◆ **Your tasks**
**1.** Reproduce the ISO 690 text from "Characteristics" up to and including "and moving images.".
**2.** According to the ISO 690 text, in what year was the current version of the standard published?

◆ **Source text**
## BEGIN

ISO 690 is an ISO standard governing bibliographic references in different kinds of documents, including electronic documents. This international standard specifies the bibliographic elements that need to be included in references to published documents, and the order in which these elements should be stated.

Characteristics
ISO 690 governs bibliographic references to published material in both print and non-print documents. The current version of the standard was published in 2021 and covers all kinds of information resources, including monographs, serials, contributions, patents, cartographic materials, electronic information resources (including computer software and databases), music, recorded sound, prints, photographs, graphic and audiovisual works, and moving images.

## END

(Records from a data collection)
## BEGIN

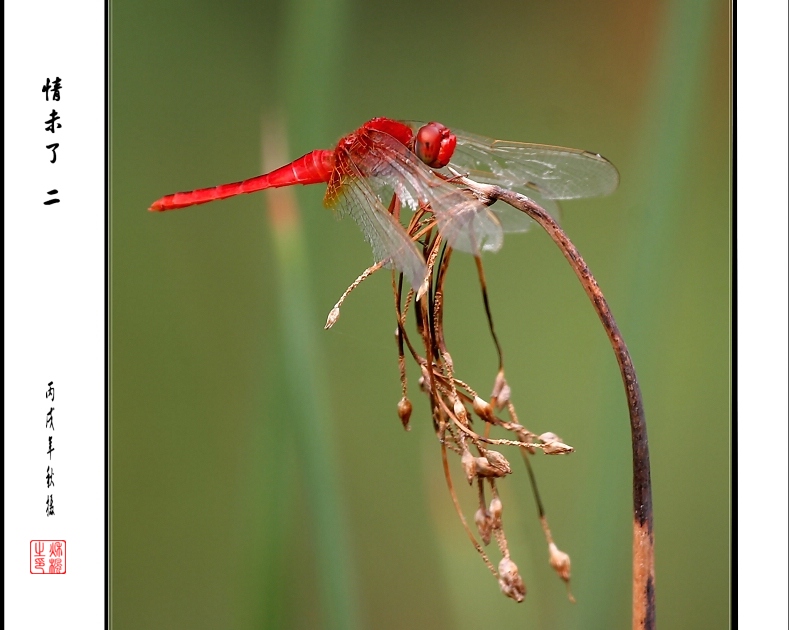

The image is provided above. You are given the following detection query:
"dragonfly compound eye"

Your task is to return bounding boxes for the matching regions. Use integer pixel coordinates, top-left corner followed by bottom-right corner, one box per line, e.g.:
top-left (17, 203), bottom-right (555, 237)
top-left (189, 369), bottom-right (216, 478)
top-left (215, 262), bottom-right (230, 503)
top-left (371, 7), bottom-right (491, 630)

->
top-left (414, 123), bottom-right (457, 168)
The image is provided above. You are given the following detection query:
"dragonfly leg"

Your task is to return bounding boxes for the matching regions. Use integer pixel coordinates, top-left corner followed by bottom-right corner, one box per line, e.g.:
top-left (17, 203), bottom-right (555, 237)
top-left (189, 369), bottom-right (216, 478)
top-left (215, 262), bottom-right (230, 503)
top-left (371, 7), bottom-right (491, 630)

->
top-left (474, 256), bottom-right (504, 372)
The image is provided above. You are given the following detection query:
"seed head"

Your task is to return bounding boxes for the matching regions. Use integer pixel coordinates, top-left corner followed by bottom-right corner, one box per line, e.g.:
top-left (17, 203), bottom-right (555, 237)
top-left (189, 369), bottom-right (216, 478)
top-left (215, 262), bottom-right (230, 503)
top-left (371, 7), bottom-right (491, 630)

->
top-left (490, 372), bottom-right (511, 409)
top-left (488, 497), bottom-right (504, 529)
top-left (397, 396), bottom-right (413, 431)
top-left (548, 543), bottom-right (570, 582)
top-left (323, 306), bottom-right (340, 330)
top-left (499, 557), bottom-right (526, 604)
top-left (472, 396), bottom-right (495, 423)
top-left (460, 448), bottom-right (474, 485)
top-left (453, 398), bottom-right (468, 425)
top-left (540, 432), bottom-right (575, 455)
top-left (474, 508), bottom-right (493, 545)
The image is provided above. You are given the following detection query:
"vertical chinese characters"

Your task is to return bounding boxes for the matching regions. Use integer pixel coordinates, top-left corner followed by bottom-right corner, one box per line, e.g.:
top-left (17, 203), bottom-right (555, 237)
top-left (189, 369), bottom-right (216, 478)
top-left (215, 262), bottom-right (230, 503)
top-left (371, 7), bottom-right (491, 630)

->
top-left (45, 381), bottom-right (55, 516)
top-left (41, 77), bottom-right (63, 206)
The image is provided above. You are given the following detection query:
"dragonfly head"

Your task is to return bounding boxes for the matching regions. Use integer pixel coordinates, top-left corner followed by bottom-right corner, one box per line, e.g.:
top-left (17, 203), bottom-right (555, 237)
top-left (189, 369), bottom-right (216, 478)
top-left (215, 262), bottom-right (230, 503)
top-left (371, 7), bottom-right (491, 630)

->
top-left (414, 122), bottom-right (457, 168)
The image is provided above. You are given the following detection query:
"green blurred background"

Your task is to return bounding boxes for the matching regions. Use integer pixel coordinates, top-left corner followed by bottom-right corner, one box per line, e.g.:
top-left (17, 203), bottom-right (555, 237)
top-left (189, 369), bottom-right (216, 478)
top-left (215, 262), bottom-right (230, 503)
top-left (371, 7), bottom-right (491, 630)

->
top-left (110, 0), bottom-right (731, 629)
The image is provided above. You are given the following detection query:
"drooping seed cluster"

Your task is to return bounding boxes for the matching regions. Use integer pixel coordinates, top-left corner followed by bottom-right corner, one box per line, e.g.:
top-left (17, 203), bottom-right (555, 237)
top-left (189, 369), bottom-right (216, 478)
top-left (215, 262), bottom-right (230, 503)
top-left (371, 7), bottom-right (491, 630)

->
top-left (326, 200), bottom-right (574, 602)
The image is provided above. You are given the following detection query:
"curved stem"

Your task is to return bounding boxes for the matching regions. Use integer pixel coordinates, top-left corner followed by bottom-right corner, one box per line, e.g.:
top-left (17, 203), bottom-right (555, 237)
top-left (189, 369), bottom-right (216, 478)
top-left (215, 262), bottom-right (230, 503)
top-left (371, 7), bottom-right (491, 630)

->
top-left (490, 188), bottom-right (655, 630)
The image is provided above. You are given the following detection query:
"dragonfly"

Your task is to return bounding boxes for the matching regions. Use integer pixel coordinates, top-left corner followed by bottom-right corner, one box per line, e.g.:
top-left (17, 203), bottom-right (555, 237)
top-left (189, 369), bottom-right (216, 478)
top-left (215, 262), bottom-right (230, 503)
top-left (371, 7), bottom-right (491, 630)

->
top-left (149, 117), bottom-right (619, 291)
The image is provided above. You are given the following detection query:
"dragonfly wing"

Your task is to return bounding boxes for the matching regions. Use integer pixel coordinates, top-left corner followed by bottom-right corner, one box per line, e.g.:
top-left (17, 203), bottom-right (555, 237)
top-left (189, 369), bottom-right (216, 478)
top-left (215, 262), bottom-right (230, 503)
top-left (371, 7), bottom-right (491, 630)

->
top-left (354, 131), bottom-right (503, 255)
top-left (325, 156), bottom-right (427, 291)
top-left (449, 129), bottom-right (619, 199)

## END

◆ **Task-by-task results**
**1.**
Characteristics
ISO 690 governs bibliographic references to published material in both print and non-print documents. The current version of the standard was published in 2021 and covers all kinds of information resources, including monographs, serials, contributions, patents, cartographic materials, electronic information resources (including computer software and databases), music, recorded sound, prints, photographs, graphic and audiovisual works, and moving images.

**2.** 2021